[TEKS BACAAN]:
Mungkin ada dua bersaudara yang memiliki kamar tidur yang sama belum tidur juga. Mereka berdua masih melamun. Melamuni langit-langit kamarnya yang kecil tetapi megah itu. Sampai akhirnya keheningan dipecahkan ketika si adik berkata, "Kak, curhat yuk.". Kemudian, sang kakak berkata, "Yaelah Dek, mau curhat apa? Udah malam. Tapi, enggak apa2 juga sih. Ayo, mau cerita apa?". Apapun topik yang mereka ceritakan, hal itu udah berada di luar urusan imajinasi gue yang begitu minim.
Mungkin ada sepasang suami istri yang menutup pintu kamarnya rapat2. Istri berkata, "Anak2 udah pada tidur kan?". Suami menjawabnya dengan komunikasi verbal. Kemudian, suami berkata, "Ayo, kita mulai saja.". Istrinya tersenyum lebar mendengar tawaran menggiurkan tersebut dan pada akhirnya... Pasangan tersebut... Lenyap di dalam kegairahan, lenyap di dalam kegiatan intim - yang tidak boleh orang lain ketahui - bahkan orang lain itu adalah darah dagingnya sendiri! ... Keheningan malam menjaga kegiatan percintaan mereka. Bina cinta, semakin cinta, mereka semakin mengerti satu sama lain, bukan?

Ketiga cerita malam tadi adalah contoh yang terbayangkan lewat benak saya. Ketiga cerita malam itu memiliki benang merah yang sama: kebahagiaan memeluk kehangatan akan Malam-Nya Yang Indah.
Bagaimana kemudian apabila gue imajinasikan mengenai malam yang enggak diharapkan sama sekali?
Mungkin ada seorang kuli bangunan yang kerja malam. Malam yang seharusnya hening akhirnya harus dipecahkan oleh suara-suara pertukangan bangunan seperti mengecat, melapisi semen, mematuk-matuk atap, dan apapunlah itu yang gue sendiri enggak ngerti sama istilah per-kuli-an. Sang kuli mengeluh dan berkontemplasi. Katanya di dalam hati, "Huh... Kerja kok malam, dini hari begini... Tapi, kalau saya enggak kerja... Saya bisa kasih makan anak sama istri apaan? Bukannya saya udah berikrar kepada kaum2 elit bahwa... Saya rela jadi kacung. Saya rela diperbudaki jasmaninya. Asalkan, kebutuhan primer saya terpenuhi.".

[TUGAS LATIHAN A]:
Berdasarkan teks bacaan, mengapa kuli bangunan tetap bekerja pada malam hari walaupun ia mengeluh? Jawab dalam satu sampai tiga kalimat.
Teks bacaan ini tidak berkaitan dengan baris-baris data.

[DATA UNTUK DIOLAH]:
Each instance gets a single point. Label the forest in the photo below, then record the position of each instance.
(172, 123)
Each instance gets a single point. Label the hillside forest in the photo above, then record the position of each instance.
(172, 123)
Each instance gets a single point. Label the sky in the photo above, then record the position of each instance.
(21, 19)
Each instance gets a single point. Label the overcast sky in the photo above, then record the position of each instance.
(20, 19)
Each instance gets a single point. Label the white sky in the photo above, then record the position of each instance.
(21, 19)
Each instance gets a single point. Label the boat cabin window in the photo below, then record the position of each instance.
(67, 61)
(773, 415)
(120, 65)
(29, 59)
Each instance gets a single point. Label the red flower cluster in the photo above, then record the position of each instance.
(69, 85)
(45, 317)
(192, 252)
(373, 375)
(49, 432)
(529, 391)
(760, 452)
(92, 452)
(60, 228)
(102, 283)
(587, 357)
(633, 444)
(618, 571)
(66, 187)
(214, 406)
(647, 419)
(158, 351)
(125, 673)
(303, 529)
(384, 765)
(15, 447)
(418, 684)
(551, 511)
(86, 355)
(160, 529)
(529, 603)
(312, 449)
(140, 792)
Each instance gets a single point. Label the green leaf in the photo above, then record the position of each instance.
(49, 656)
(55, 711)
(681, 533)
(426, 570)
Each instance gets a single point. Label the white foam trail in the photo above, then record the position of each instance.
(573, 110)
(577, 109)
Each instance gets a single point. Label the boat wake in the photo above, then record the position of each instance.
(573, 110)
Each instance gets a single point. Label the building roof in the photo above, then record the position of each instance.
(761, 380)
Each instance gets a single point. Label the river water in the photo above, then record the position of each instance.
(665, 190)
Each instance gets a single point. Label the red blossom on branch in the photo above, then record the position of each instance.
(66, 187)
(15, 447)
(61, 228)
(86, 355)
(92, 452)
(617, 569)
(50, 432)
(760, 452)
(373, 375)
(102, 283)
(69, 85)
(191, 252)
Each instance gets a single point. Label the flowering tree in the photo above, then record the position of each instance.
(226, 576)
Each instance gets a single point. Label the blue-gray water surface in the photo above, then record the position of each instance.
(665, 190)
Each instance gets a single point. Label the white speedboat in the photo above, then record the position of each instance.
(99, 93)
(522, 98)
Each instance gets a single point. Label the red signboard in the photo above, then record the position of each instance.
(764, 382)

[TUGAS LATIHAN B]:
Tolong tarik semua baris data di atas yang mengandung kata "water".

[HASIL A]:
Kuli bangunan itu tetap bekerja pada malam hari karena tanpa bekerja ia tidak bisa memberi makan anak dan istrinya. Ia pun sudah berikrar rela menjadi kacung dan diperbudak jasmaninya, asalkan kebutuhan primernya terpenuhi.

[HASIL B]:
Each instance gets a single point. Label the river water in the photo above, then record the position of each instance.
Each instance gets a single point. Label the blue-gray water surface in the photo above, then record the position of each instance.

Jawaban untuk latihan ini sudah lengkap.